Stated problem A
In the golfer biography, name each tournament or championship she won as an individual, with its year.
Stated problem B
Extend the golfer biography with new prose that picks up after its final sentence.

E. Page Halpin (born December 16, 1965), née E. Page Dunlap, is an American former professional golfer who was a member of the LPGA Tour for six years during the 1990s. Dunlap is best known for winning the individual NCAA Division I Championship in 1986.

Early years 

Dunlap was born in Harrisonburg, Virginia in 1965. Her parents Bunny and Bill were avid golfers, and she grew up playing the game. She attended Sarasota High School in Sarasota, Florida, and played for the Sarasota Sailors high school golf team. Dunlap was the state high school golf championship runner-up twice—as a junior in 1982, and again as a senior in 1983. She also found success as a junior amateur golfer by winning the Orange Bowl Junior Tournament in 1982 and the American Junior Golf Association tournament in 1983. She graduated from Sarasota High School in 1983.

College career 

Dunlap accepted an athletic scholarship to attend the University of Florida in Gainesville, Florida, where her older brother, Scott Dunlap, was already a member of the Florida Gators men's golf team. She played for coach Mimi Ryan's Florida Gators women's golf team in National Collegiate Athletic Association (NCAA) competition from 1984 to 1987, and was a member of the Lady Gators' back-to-back NCAA championship teams in 1985 and 1986. Dunlap was also a three-time collegiate tournament medalist, which included winning the Florida Intercollegiate Golf Championship in 1985, and shooting a 72-hole score of 291 to win the individual NCAA Division I Championship by a single stroke in 1986. She was a second-team All-American in 1985, a first-team All-American in 1986, and won the Broderick Award for Golf as the nation's outstanding female collegiate golfer in 1985–86.

Dunlap graduated from the University of Florida with a bachelor's degree in exercise and sports science in 1987, and was inducted into the University of Florida Athletic Hall of Fame as a "Gator Great" in 1998.

Data entries
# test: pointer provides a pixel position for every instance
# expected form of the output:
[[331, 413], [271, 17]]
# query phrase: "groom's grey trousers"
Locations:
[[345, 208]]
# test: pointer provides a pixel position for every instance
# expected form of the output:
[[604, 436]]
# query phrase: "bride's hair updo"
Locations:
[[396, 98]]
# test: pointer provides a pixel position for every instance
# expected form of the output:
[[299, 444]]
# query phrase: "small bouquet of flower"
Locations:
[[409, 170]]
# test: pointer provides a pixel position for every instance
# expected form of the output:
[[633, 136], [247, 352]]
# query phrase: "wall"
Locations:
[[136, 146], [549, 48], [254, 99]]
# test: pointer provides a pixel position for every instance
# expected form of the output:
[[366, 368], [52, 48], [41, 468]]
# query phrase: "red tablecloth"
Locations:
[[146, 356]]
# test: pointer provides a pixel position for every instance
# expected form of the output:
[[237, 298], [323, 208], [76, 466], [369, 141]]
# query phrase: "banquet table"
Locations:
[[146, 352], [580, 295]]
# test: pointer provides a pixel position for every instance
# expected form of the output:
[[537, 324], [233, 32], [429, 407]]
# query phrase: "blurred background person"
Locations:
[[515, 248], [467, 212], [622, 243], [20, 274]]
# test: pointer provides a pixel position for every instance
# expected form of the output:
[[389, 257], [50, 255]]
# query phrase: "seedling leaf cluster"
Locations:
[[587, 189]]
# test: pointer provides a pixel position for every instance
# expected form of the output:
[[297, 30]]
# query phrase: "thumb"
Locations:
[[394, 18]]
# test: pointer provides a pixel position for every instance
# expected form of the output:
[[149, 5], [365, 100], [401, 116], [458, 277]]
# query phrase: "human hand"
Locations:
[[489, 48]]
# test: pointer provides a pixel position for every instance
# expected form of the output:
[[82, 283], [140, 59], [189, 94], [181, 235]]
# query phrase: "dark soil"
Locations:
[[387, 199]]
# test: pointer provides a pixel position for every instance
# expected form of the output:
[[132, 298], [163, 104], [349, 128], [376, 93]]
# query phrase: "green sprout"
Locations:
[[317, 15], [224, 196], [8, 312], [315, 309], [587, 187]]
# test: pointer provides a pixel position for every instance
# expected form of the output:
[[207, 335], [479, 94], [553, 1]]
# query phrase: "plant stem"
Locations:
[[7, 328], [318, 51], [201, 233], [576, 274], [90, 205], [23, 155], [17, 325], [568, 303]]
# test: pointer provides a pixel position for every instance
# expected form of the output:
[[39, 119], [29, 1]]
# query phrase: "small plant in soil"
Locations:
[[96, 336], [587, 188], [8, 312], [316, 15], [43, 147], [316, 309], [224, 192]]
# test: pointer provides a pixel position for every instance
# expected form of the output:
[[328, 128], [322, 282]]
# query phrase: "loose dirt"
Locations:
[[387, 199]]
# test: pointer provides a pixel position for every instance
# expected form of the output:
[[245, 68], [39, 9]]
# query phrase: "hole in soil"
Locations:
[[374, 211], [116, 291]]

Result A
- Orange Bowl Junior Tournament, 1982
- American Junior Golf Association tournament, 1983
- Florida Intercollegiate Golf Championship, 1985
- Individual NCAA Division I Championship, 1986

Result B
Professional career 

After turning professional, Dunlap played on the Futures Tour and won five tournaments. She then played on the LPGA Tour for six years (1991–1997), and had several top-ten finishes, but never won an individual Tour event. Her best finishes in the LPGA majors included a tie for thirty-fifth in the 1994 LPGA Championship, sixty-fourth in the 1997 U.S. Women's Open, and sixteenth in the 1994 du Maurier Classic. Dunlap's career earnings as a professional golfer totaled over $210,000; her best earnings year was 1993, when she won $59,053.

From 1998 to 2000, Dunlap served as the head coach of the Vanderbilt Commodores women's golf team, and one of her team members was the first-ever Vanderbilt University golfer to qualify for the NCAA Women's Golf Championship tournament as an individual. Dunlap left Vanderbilt to return to Florida to get married in 2000.

Dunlap has been inducted into the National Golf Coaches Association (NGCA) Players Hall of Fame.

Amateur wins 

1982 Orange Bowl Junior Tournament
1983 American Junior Golf Association Tournament
1985 Florida Intercollegiate Championship
1986 NCAA Division I Championship
2011 Florida Amateur

Professional wins

Futures Tour wins (5)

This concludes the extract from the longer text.